* _Teks sumber_
Keempat, perkembangan jiwa. Perwujudan dalam pengembangan jiwa adalah nurani. Orang sering menyebutnya dengan suara hati, yang adalah kesadaran moral yang universal, terlepas dari agama, budaya, geografis, nasionalitas, dan ras tertentu, mengenai apa yang baik dan buruk dan dorongan untuk memberi makna serta memberi sumbangan nyata. Nurani kebalikannya dari ego. Nurani adalah suara lembut dan pelan dalam batin kita sedangkan ego, bersifat tiran, kejam, senang memaksakan kehendak, memfokuskan pada diri sendiri dan kesenangan diri sendiri.

[Entri anotasi koordinat]
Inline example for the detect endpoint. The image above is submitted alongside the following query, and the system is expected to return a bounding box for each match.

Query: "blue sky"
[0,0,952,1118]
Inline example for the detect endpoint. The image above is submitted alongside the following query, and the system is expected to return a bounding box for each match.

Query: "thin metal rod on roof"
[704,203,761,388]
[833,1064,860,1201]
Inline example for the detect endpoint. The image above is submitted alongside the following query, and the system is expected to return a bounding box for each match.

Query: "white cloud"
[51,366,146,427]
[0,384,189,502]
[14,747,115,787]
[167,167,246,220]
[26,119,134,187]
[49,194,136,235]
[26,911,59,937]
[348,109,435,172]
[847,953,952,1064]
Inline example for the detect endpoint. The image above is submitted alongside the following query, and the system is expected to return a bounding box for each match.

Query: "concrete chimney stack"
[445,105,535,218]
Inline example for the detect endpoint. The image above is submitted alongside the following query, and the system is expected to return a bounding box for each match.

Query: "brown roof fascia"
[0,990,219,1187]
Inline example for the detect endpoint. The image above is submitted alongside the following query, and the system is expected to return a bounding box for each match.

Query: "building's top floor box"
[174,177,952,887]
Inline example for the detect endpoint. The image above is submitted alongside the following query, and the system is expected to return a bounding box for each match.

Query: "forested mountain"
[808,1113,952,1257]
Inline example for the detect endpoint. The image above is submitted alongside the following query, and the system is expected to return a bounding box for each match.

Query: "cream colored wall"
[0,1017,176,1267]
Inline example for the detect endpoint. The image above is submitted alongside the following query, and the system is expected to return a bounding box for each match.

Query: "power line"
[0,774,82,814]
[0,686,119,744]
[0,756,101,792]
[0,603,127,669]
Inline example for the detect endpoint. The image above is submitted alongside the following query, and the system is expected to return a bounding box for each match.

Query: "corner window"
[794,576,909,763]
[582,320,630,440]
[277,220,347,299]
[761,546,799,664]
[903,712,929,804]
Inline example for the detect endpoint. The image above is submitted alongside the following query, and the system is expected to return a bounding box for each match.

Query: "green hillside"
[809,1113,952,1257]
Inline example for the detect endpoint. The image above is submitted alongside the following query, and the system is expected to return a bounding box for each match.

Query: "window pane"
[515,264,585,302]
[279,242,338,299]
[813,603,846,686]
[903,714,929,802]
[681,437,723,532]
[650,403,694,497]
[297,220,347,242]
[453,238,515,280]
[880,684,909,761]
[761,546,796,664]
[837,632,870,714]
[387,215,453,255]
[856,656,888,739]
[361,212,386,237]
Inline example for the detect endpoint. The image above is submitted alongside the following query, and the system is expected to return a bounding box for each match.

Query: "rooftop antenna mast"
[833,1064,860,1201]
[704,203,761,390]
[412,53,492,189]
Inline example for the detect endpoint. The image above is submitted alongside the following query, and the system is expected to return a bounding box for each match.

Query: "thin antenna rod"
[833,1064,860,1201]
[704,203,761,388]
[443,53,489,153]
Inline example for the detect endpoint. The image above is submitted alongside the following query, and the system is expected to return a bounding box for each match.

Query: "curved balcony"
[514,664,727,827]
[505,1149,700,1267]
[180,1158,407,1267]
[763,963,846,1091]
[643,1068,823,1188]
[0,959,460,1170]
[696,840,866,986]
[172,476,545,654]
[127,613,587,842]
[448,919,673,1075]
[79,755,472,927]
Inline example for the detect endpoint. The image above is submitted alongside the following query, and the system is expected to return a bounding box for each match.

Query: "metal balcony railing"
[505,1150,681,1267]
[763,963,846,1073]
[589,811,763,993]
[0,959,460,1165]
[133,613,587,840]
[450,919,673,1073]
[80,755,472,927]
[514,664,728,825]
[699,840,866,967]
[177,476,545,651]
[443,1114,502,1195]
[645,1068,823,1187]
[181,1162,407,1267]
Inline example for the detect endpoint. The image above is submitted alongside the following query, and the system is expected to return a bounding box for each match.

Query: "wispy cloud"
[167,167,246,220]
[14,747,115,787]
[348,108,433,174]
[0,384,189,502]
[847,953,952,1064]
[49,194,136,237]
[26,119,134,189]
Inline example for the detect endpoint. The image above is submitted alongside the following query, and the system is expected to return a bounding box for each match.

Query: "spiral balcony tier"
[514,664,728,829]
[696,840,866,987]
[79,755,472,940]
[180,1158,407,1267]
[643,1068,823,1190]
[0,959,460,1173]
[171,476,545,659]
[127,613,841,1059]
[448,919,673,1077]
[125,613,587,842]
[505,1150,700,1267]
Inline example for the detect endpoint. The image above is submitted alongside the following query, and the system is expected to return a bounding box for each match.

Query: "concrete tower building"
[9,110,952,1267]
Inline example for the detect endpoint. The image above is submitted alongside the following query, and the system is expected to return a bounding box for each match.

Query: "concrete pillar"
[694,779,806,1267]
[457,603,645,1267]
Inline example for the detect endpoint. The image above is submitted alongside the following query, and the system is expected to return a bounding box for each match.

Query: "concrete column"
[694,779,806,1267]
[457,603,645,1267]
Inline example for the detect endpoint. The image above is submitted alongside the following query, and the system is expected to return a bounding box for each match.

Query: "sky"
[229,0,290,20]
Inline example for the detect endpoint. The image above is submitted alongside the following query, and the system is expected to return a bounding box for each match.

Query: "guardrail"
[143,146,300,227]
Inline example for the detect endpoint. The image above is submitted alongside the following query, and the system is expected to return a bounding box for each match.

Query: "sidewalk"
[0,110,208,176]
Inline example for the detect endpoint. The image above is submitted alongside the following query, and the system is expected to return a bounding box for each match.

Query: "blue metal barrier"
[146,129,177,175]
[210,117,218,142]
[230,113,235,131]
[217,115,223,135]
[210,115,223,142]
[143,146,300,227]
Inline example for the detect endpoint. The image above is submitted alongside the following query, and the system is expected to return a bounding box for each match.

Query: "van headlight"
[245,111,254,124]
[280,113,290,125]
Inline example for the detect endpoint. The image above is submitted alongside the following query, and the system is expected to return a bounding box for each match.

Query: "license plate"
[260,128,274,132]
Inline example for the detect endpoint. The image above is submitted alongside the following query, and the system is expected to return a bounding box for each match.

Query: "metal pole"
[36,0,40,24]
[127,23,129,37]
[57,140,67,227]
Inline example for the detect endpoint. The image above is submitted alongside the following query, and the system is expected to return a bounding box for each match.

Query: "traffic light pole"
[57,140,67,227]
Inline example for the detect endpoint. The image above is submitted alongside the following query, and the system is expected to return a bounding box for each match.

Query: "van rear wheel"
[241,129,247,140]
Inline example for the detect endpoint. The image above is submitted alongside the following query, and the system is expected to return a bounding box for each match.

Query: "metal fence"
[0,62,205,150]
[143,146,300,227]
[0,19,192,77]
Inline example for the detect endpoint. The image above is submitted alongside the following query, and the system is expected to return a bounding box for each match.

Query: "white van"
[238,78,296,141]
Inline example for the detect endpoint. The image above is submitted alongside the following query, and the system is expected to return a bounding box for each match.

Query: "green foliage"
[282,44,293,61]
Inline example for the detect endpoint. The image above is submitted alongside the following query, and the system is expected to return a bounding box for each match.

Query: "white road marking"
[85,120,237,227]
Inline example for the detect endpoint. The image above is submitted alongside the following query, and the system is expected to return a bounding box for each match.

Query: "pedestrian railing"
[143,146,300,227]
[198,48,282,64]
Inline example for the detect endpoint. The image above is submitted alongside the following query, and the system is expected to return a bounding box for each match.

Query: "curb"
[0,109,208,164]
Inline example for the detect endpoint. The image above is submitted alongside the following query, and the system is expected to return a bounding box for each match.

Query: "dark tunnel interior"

* _Soal 1_
Jawab pertanyaan berikut berdasarkan teks tentang perkembangan jiwa.
(a) Apa perwujudan dalam pengembangan jiwa?
(b) Dengan sebutan apa orang sering menyebut nurani?
(c) Nurani merupakan kebalikan dari apa?
* _Soal 2_
Lanjutkan teks tentang perkembangan jiwa setelah kalimat terakhirnya.

* _Jawaban yang diharapkan 1_
(a) Nurani.
(b) Suara hati.
(c) Ego.

* _Jawaban yang diharapkan 2_
Ego mengklasifikasikan, melihat hubungan dengan kaca mata ancaman dan bukan. Sedangkan nurani, mengantarkan pada pemahaman yang lebih luas dan inklusi. Nurani memandang kehidupan dalam kecamata pelayanan dan pemberian, fokusnya adalah keamanan dan kepenuhan orang lain. Ego bekerja saat menghadapi kritis, tetapi tidak memiliki pertimbangan mendalam sedangkan nurani dipenuhi pertimbangan sehingga memiliki khazanah jawaban yang banyak. Ego merasa terancam dengan kritikan, sebaliknya nurani mampu belajar dari sebuah kesalahan dan kritikan. Nurani rela berkorban, mengalahkan diri sendiri, menundukkan ego demi tujuan atau prinsip yang lebih tinggi/mulai. Nurani tidak memisahkan visi dan cara mencapainya.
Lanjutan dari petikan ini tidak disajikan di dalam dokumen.